**Task details:** Reproduce the material below with every occurrence of "railing post" changed to "fence post" and all other text kept unchanged. Omit the pictures from the output.

**Material:**

------------------------------------------------------------------------

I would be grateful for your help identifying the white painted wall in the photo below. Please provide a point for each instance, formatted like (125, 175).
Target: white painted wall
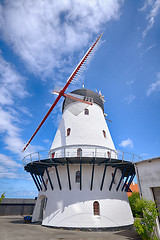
(148, 176)
(85, 129)
(74, 208)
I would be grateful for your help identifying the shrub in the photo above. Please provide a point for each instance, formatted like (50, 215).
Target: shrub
(146, 214)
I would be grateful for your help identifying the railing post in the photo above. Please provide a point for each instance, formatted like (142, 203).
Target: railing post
(95, 152)
(64, 153)
(123, 157)
(38, 157)
(31, 158)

------------------------------------------------------------------------

**Answer to this task:**
I would be grateful for your help identifying the white painted wall in the photo below. Please provide a point for each instance, formatted like (125, 175).
Target: white painted wall
(148, 176)
(85, 129)
(74, 208)
I would be grateful for your help identifying the shrub in the photo above. Please provide a point for each instance, formatted like (50, 215).
Target: shrub
(146, 214)
I would be grateful for your help identifying the fence post in the photo above. Please provide a point for each instance, formatted like (142, 203).
Target: fence post
(95, 152)
(64, 153)
(123, 157)
(38, 157)
(31, 158)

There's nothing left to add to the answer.